### SELECTED EXCERPT
The Professional Writing & Rhetoric Concentration in the Department of English is pleased to offer two online courses, this summer:
Around the World in 22 Days (ENG 270 OL)
Dr. Jessie Kapper
In this virtual world tour, we’ll visit language teaching classes around the globe to examine how policies, cultural influences, and language variations affect how language and communication are taught. You say toilet, I say water closet… Which do we teach? I like British English, you prefer American English… Which choice is best for students learning English as an additional language? Participants will develop final projects based on their own research questions about teaching English in global contexts. Plan to work or teach abroad? To teach in U.S. schools? This course is for you!
Mediastorm: Rhetoric in Information Age (ENG 371 OL)

### GIVEN INFORMATION
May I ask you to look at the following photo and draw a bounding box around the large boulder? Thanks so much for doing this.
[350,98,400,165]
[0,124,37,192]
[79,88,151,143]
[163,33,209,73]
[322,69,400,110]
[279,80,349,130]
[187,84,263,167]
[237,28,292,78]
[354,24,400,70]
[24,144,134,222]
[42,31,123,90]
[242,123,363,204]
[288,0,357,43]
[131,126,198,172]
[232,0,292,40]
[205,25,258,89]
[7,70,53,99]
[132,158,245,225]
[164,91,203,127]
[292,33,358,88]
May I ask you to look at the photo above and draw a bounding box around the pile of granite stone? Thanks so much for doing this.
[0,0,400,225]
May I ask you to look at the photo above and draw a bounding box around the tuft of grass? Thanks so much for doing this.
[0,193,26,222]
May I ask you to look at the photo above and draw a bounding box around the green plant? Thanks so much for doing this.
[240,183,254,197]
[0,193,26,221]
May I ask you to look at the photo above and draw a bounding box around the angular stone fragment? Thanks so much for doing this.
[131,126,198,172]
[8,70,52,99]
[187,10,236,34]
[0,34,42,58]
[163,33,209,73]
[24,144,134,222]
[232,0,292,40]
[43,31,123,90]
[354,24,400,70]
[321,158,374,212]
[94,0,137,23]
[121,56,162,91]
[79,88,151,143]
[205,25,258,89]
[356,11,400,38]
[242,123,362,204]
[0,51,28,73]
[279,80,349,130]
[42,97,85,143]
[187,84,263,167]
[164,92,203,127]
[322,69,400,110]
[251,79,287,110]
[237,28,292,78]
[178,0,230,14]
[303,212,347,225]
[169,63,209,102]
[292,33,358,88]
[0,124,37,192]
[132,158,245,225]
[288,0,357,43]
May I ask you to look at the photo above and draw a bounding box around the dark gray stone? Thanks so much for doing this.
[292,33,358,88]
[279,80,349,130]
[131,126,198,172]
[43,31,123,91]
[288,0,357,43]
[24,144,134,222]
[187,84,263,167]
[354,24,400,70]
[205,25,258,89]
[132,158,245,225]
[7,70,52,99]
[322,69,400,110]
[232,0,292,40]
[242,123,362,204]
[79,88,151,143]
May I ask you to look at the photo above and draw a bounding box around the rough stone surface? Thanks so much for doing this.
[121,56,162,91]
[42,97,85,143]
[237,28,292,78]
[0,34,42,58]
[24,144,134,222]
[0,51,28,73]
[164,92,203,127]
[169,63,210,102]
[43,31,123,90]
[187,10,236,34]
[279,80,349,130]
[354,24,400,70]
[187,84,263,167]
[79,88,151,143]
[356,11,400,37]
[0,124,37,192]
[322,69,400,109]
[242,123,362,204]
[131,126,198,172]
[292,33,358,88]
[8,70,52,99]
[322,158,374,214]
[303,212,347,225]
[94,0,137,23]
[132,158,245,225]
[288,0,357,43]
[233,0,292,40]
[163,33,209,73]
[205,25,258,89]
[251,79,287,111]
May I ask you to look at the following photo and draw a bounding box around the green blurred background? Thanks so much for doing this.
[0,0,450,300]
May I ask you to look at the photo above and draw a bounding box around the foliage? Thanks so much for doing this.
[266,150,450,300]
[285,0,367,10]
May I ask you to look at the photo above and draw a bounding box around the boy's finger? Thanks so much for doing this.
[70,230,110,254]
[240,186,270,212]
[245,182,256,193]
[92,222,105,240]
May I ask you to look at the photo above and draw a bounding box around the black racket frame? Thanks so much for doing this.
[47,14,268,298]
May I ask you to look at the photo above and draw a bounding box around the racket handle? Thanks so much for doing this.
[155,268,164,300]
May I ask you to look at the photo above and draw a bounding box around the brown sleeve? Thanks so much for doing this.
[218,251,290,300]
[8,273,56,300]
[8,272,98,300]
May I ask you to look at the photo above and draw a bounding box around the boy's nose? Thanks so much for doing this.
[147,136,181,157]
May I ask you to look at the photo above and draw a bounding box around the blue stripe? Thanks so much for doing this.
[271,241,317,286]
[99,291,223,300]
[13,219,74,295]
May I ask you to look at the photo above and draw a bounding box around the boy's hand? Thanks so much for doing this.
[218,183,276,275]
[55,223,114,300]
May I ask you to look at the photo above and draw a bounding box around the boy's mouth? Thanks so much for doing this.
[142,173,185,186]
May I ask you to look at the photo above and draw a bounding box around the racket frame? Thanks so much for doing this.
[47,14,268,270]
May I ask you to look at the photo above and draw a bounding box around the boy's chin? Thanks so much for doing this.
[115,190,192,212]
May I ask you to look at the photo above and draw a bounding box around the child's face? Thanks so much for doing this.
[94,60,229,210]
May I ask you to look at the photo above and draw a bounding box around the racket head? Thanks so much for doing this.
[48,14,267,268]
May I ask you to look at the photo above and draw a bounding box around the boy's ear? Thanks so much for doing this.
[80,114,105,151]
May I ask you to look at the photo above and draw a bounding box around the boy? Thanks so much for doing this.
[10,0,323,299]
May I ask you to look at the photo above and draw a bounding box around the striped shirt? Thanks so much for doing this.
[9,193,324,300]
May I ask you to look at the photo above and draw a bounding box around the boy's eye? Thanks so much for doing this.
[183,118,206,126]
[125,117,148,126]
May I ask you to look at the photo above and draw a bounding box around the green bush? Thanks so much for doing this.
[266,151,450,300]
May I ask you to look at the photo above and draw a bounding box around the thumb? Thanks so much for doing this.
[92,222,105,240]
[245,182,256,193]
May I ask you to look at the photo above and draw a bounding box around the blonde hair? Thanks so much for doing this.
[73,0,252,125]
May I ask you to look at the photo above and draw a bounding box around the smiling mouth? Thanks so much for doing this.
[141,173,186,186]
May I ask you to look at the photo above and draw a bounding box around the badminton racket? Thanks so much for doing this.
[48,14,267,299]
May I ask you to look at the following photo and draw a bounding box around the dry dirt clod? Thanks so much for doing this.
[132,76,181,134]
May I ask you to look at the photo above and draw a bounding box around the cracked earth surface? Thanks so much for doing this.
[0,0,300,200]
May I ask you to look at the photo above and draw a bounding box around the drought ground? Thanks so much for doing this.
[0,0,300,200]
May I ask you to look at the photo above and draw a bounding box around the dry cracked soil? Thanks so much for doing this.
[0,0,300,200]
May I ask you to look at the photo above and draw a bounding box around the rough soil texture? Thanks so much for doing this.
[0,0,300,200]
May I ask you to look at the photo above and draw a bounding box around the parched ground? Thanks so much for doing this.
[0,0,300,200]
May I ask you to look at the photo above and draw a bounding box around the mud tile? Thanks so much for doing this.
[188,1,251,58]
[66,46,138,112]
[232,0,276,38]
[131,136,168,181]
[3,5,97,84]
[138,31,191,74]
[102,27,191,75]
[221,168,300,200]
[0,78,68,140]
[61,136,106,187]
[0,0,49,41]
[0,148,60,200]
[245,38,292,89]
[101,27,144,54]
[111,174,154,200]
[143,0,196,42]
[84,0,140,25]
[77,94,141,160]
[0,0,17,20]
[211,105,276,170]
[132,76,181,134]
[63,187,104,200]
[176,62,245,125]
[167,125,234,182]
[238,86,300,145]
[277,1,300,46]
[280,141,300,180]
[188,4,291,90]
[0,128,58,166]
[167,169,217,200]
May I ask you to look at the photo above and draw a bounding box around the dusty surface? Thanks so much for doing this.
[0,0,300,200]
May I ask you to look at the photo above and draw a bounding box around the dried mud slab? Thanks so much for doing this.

### TASK SET
A – For each statement below, say yes or no according to the summer course announcement, and quote the words that decide it.
(i) The two summer courses are taught in person.
(ii) Participants in ENG 270 OL build final projects around research questions of their own.
(iii) ENG 270 OL is taught by Dr. Jessie Kapper.
B – Extract the part of the summer course announcement from "Dr. Jessie Kapper" up to and including "is for you!", word for word.
C – Continue the summer course announcement from the point where it stops.
The entries have nothing to do with the summer course announcement.

### ANSWERS GIVEN
A –
(i) No: "two online courses, this summer"
(ii) Yes: "Participants will develop final projects based on their own research questions about teaching English in global contexts."
(iii) Yes: "Around the World in 22 Days (ENG 270 OL)" followed by "Dr. Jessie Kapper"

B –
Dr. Jessie Kapper
In this virtual world tour, we’ll visit language teaching classes around the globe to examine how policies, cultural influences, and language variations affect how language and communication are taught. You say toilet, I say water closet… Which do we teach? I like British English, you prefer American English… Which choice is best for students learning English as an additional language? Participants will develop final projects based on their own research questions about teaching English in global contexts. Plan to work or teach abroad? To teach in U.S. schools? This course is for you!

C –
Prof. Michael Strickland
This is a course on media literacy and information age survival skills. Beginning with the advent of cable TV in the 1970s, to satellite TV in the 1980s, and the World Wide Web in the 1990s, we are living in what media critic Todd Gitlin calls a “torrent of images and sounds” which overwhelms our lives. From the “Sopranos” and “Sex in the City” to “Survivor” and C-SPAN and ESPN, we are awash in media 24/7. There can be little denial that even now, arguably still in the dawning period of the information age, in order to prevent citizens from being blown away by the data storm of information technologies (and the Internet is only the most recent and explosive of these), that education must provide not only exposure to new media tools but also some principles of critical analysis about information technology and the rapidly changing paradigms of literacy in an information society.